→ GOAL OF THE EXERCISE:
The whole of the data is to be returned without a single change.

→ RECORDS PROVIDED:
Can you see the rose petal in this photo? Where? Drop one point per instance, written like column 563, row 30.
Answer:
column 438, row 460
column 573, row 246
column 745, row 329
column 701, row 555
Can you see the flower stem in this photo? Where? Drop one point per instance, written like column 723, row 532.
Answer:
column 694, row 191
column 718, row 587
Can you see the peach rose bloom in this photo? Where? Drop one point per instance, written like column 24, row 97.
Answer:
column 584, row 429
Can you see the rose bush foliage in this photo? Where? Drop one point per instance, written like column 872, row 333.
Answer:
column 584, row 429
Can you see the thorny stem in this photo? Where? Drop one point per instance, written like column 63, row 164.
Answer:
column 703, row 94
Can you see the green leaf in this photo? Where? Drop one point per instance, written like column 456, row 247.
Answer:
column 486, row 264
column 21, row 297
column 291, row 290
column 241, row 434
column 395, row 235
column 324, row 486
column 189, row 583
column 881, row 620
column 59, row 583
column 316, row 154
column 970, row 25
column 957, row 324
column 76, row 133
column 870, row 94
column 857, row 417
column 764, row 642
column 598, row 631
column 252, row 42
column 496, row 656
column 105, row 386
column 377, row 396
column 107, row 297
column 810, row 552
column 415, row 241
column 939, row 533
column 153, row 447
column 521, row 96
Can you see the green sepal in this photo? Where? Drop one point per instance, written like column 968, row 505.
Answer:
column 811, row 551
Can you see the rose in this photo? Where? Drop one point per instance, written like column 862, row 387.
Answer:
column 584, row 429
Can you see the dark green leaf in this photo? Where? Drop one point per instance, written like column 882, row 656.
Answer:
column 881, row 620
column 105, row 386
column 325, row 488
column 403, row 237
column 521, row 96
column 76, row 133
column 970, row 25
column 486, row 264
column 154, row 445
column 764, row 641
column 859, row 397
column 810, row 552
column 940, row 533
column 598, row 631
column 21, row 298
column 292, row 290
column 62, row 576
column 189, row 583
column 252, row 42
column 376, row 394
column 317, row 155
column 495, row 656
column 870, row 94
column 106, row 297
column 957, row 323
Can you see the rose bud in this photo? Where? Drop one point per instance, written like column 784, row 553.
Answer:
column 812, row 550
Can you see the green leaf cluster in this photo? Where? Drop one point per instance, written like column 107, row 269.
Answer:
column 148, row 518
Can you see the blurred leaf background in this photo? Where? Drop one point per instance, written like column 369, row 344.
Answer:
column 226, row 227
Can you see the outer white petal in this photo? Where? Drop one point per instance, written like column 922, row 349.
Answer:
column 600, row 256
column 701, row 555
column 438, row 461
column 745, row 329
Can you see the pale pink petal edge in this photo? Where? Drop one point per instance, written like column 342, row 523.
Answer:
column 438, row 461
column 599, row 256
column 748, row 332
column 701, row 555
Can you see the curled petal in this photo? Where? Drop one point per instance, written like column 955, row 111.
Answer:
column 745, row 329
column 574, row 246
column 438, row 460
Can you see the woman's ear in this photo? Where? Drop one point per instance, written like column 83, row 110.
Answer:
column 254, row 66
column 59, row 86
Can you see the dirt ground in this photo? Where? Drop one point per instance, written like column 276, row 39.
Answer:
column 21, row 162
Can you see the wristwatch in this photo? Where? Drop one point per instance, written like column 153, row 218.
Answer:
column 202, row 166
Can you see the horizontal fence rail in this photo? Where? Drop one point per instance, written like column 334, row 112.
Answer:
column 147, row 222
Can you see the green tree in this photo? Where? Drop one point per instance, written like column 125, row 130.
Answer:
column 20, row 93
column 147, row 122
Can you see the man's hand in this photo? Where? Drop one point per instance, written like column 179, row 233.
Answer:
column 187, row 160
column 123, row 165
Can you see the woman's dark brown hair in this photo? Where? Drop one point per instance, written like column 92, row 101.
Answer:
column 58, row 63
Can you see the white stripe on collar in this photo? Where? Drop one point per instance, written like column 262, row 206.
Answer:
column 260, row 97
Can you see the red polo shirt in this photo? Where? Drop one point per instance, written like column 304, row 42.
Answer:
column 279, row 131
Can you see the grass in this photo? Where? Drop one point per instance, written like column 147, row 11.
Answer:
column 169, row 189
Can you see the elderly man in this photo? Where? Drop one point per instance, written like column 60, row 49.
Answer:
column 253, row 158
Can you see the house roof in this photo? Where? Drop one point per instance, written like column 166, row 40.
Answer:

→ RESPONSE:
Can you see the rose petal in this photo? Where? Drop one point per instance, written like column 563, row 30.
Answer:
column 438, row 460
column 573, row 246
column 745, row 329
column 701, row 555
Can you see the flower stem in this photo? Where? Drop one point per instance, written like column 723, row 532.
Answer:
column 694, row 191
column 718, row 587
Can you see the peach rose bloom in this photo? Where? Drop one point per instance, written like column 24, row 97.
Answer:
column 584, row 429
Can you see the rose bush foliage in this photo? Where? Drop one point per instance, written like column 872, row 333.
Answer:
column 584, row 429
Can you see the thorny stem in this photo? Where? Drop one point per instance, written like column 63, row 164.
Answer:
column 703, row 94
Can you see the green leaf in this photo? Where? Drop one point per instance, written like column 456, row 247.
Answer:
column 486, row 264
column 21, row 297
column 291, row 290
column 241, row 434
column 395, row 235
column 324, row 486
column 189, row 583
column 881, row 620
column 59, row 583
column 316, row 154
column 970, row 25
column 957, row 324
column 76, row 133
column 870, row 94
column 857, row 417
column 764, row 642
column 598, row 631
column 252, row 42
column 496, row 656
column 105, row 386
column 377, row 396
column 107, row 297
column 810, row 552
column 415, row 241
column 939, row 533
column 153, row 447
column 521, row 96
Can you see the green sepal in this photo? Where? Drop one point per instance, written like column 968, row 505.
Answer:
column 811, row 551
Can you see the rose in this photo? Where? Drop one point per instance, written like column 862, row 387.
Answer:
column 584, row 429
Can you see the dark green leaf in this photo? Where? Drop one point per instance, written like column 882, row 656.
Answer:
column 881, row 620
column 105, row 386
column 325, row 488
column 403, row 237
column 521, row 96
column 76, row 133
column 970, row 25
column 486, row 264
column 154, row 445
column 764, row 641
column 859, row 397
column 810, row 552
column 940, row 533
column 598, row 631
column 21, row 298
column 292, row 290
column 62, row 576
column 189, row 583
column 252, row 42
column 376, row 394
column 317, row 155
column 495, row 656
column 870, row 94
column 106, row 297
column 957, row 323
Can you see the rose bud in this photo? Where? Drop one point per instance, written like column 784, row 553.
Answer:
column 812, row 550
Can you see the green leaf cluster in this photo? Where? Drop one point per instance, written like column 107, row 269.
Answer:
column 148, row 518
Can you see the blurred leaf background in this photo? Where? Drop one point per instance, written like column 369, row 344.
Answer:
column 226, row 227
Can you see the outer white petal in this photo? Where? Drop one point per instance, written like column 922, row 349.
Answer:
column 600, row 256
column 701, row 555
column 438, row 461
column 745, row 329
Can you see the pale pink petal edge in this photo? Where? Drop one point per instance, written like column 342, row 523.
Answer:
column 438, row 461
column 599, row 256
column 748, row 332
column 701, row 555
Can you see the curled petal in this photo? Where? Drop one point per instance, written like column 955, row 111.
Answer:
column 745, row 329
column 574, row 246
column 438, row 460
Can you see the woman's ear in this photo? Where? Drop one point per instance, written like column 83, row 110.
Answer:
column 254, row 66
column 59, row 86
Can you see the dirt ground in this photo? Where? Drop one point per instance, written like column 276, row 39.
Answer:
column 21, row 162
Can you see the wristwatch in this photo? Where? Drop one point per instance, written like column 153, row 218.
Answer:
column 202, row 166
Can you see the horizontal fence rail in this photo? Where? Drop one point per instance, written like column 334, row 112.
Answer:
column 147, row 222
Can you see the green tree in this photo? Where? Drop one point per instance, written like column 125, row 130.
Answer:
column 20, row 93
column 147, row 122
Can you see the man's hand in this photo? Where? Drop one point per instance, written like column 179, row 233.
Answer:
column 187, row 160
column 123, row 165
Can you see the woman's dark brown hair in this photo? Where? Drop one point per instance, written like column 92, row 101.
Answer:
column 58, row 63
Can you see the white stripe on collar in this photo? Where? Drop one point per instance, written like column 262, row 206.
Answer:
column 260, row 97
Can you see the red polo shirt in this photo? Where? Drop one point per instance, written like column 304, row 42.
Answer:
column 279, row 131
Can you see the grass in this photo? Where? Drop one point per instance, written like column 147, row 11.
Answer:
column 169, row 189
Can you see the elderly man in this photo? Where? Drop one point per instance, written like column 60, row 49.
Answer:
column 253, row 158
Can you see the house roof in this photo? Where? Drop one point per instance, written like column 166, row 40.
Answer:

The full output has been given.